*** PROVIDED INFORMATION

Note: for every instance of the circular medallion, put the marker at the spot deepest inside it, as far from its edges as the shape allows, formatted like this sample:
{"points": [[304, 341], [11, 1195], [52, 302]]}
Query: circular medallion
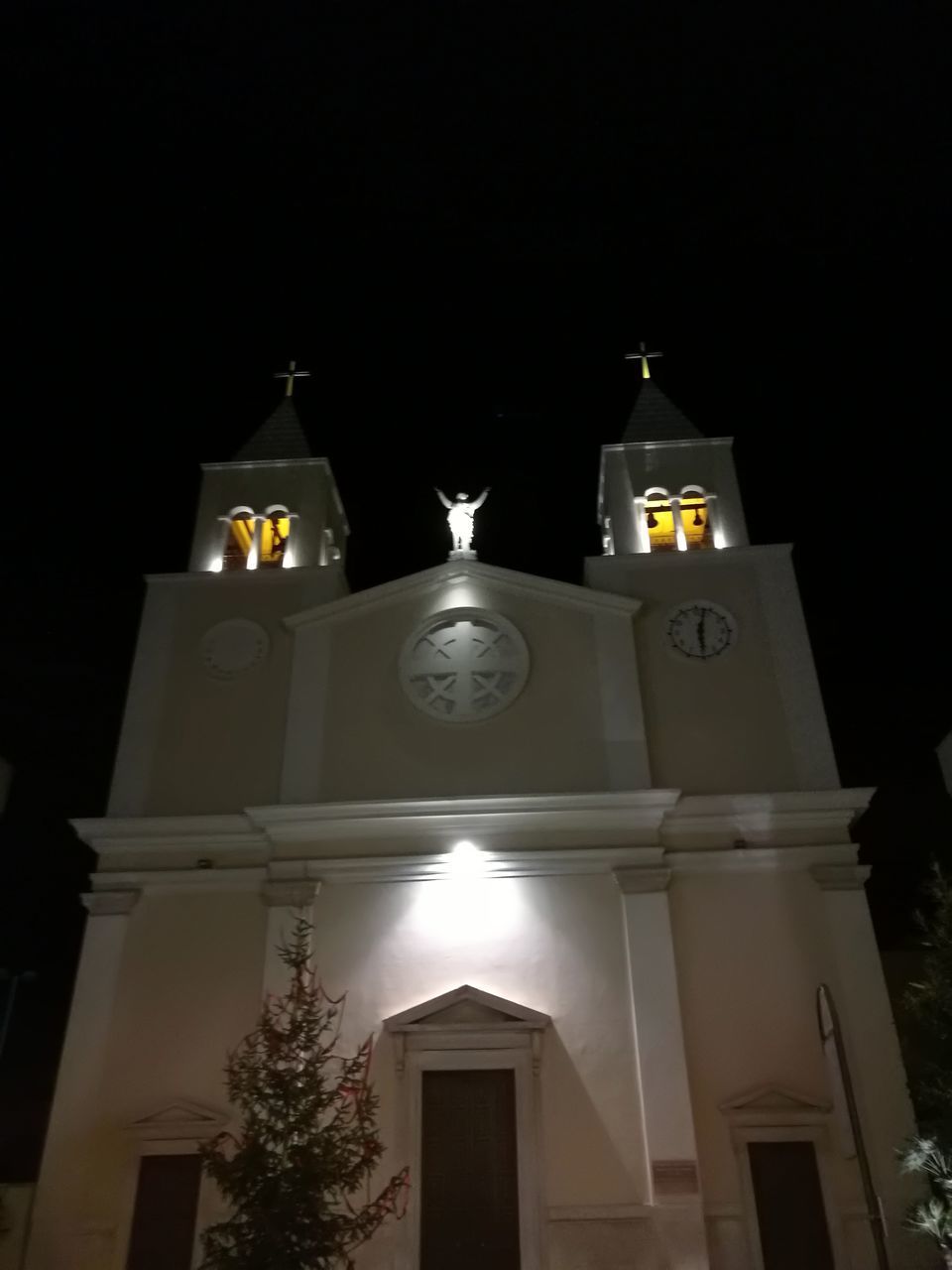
{"points": [[234, 647], [463, 665], [701, 629]]}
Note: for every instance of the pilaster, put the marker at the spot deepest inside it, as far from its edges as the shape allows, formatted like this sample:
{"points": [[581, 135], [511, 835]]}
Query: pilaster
{"points": [[871, 1043], [670, 1148], [58, 1222]]}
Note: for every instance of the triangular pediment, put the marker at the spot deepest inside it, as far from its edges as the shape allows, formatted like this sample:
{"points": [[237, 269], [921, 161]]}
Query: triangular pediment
{"points": [[774, 1100], [443, 576], [178, 1119], [467, 1007]]}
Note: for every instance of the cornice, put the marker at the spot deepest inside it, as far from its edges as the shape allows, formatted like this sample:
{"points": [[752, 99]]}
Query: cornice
{"points": [[678, 444], [544, 589], [839, 876], [113, 902], [521, 835], [749, 860], [593, 813]]}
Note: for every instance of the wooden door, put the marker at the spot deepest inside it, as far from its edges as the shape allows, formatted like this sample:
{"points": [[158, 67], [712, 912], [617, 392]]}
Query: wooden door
{"points": [[468, 1180], [789, 1210], [164, 1218]]}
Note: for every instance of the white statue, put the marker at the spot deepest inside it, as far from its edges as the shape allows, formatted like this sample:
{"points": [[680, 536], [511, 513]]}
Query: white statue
{"points": [[460, 515]]}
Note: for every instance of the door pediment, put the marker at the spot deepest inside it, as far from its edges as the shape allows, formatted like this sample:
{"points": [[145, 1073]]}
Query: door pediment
{"points": [[467, 1019]]}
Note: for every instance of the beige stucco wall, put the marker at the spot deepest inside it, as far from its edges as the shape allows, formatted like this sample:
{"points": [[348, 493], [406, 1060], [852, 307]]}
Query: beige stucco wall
{"points": [[749, 720], [191, 743], [553, 945], [748, 1020], [188, 989], [190, 984]]}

******

◆ PROBLEM ◆
Once the line that contains "Note: for every instance of the white" is found, please give it again exactly, along with each line that comes after it, through the last line of the entries.

◆ RESPONSE TO THE EXERCISE ◆
Note: for every instance of the white statue, put the marker at the spot deepest inside it, as far from its edges as the shape allows, formatted like this sample:
{"points": [[680, 536], [511, 513]]}
Query: white statue
{"points": [[460, 515]]}
Note: for every instance of the door pediment, put the marker at the spot deepest inside it, as far from its edges as the shape allows, formatted like this sample:
{"points": [[145, 1073]]}
Query: door pediment
{"points": [[467, 1019]]}
Note: for every instance of the beige stucco wall, put the marker at the spot deepest inside it, as far from its edges as the shape allows, formatted like this sample:
{"points": [[348, 493], [406, 1060], [852, 307]]}
Query: beige stucco wall
{"points": [[749, 720], [191, 743], [553, 945], [748, 1020], [188, 989], [190, 984]]}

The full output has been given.